*Quoted text:*

'''

# lenses restoration kits



## driftwood2 (Jun 6, 2005)

Looking for feed back on Headlight lenses restoration kits that range from $10 to $34. Recommendation 

Or are there any around the house products that work just as well?


----------



## Chunkn' Charlie (Dec 30, 2004)

Break fluid does the same thing


----------



## Team S.A. Blue (Sep 8, 2004)

use the bug spray "off" i didnt believe it worked until my brother in law showed me that it does worrk


----------



## FLAT FISHY (Jun 22, 2006)

$1.99 a can "bar keeepers friend" powder or white colgate toothpaste


----------



## driftwood2 (Jun 6, 2005)

Charlies Custom Rods said:


> Break fluid does the same thing


On plastic lenses. I don't think so.


----------



## alvinslash (Jan 14, 2012)

i work at carquest in manvel and we use the 3m headlight lens restoration kit on all the old manvel cop cars and it works great but you have to have a drill. price is 24.99 but we have a 2 cool price aswell


----------



## Chunkn' Charlie (Dec 30, 2004)

driftwood2 said:


> On plastic lenses. I don't think so.

'''

*Exercise task a:* Which lines of the records contain the string "white"? Identify each one and copy it in full, treating case as significant.
The forum thread and the records below it were drawn from separate sources.

*Data excerpts:*

'''

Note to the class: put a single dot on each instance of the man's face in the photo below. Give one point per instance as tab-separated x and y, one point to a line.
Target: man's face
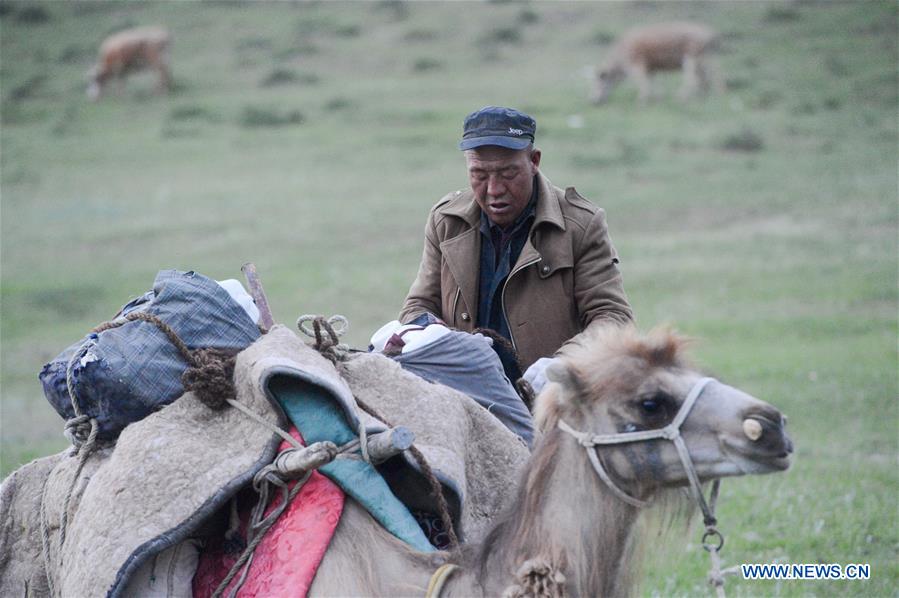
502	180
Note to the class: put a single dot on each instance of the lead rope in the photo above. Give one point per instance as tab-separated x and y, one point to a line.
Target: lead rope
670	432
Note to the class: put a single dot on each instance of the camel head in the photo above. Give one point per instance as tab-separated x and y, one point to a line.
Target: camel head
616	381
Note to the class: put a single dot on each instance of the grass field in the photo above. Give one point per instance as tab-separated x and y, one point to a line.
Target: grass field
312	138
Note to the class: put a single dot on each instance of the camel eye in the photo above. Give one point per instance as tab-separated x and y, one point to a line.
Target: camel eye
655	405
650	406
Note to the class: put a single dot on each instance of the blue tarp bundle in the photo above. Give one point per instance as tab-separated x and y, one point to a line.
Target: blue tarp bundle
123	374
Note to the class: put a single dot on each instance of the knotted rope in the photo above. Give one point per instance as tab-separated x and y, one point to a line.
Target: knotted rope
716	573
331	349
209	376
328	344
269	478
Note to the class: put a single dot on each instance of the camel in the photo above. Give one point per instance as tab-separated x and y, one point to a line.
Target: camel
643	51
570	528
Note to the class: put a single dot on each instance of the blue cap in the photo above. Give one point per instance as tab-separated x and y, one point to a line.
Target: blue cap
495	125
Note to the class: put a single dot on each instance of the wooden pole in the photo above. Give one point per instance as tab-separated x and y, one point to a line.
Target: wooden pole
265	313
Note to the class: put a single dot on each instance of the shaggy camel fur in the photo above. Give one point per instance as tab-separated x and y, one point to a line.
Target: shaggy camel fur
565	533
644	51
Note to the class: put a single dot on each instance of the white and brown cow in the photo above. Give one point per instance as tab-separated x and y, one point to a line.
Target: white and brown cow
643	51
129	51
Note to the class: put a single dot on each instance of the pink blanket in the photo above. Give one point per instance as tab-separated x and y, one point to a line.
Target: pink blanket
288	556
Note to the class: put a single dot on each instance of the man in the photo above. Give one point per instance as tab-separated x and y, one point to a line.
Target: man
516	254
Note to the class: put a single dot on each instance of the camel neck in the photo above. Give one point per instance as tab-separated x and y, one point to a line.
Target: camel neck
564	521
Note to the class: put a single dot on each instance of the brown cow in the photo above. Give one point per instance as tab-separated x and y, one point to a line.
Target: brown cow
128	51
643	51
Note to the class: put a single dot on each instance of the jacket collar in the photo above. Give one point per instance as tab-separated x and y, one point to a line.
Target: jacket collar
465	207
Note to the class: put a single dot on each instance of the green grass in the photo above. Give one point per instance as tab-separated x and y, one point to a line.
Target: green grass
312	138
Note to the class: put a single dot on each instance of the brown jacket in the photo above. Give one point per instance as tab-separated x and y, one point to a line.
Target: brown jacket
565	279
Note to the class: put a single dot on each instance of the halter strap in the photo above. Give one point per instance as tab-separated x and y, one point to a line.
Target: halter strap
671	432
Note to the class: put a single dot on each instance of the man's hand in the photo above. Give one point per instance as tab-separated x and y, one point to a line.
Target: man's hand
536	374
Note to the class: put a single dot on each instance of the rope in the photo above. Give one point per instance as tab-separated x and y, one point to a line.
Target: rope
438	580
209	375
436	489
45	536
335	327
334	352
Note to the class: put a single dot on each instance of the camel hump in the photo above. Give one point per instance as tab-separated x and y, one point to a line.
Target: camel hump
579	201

'''

*Exercise task b:* Can you turn the forum thread's paragraph beginning "i work at carquest in manvel" into a brief list of its main facts?

*Complete answer a:*
Note to the class: put a single dot on each instance of the white and brown cow in the photo above. Give one point per instance as tab-separated x and y, one point to a line.
Target: white and brown cow

*Complete answer b:*
- The poster works at Carquest in Manvel.
- They use the 3M headlight lens restoration kit on all the old Manvel cop cars.
- The kit works great, but a drill is needed.
- The price is $24.99, and there is also a 2 cool price.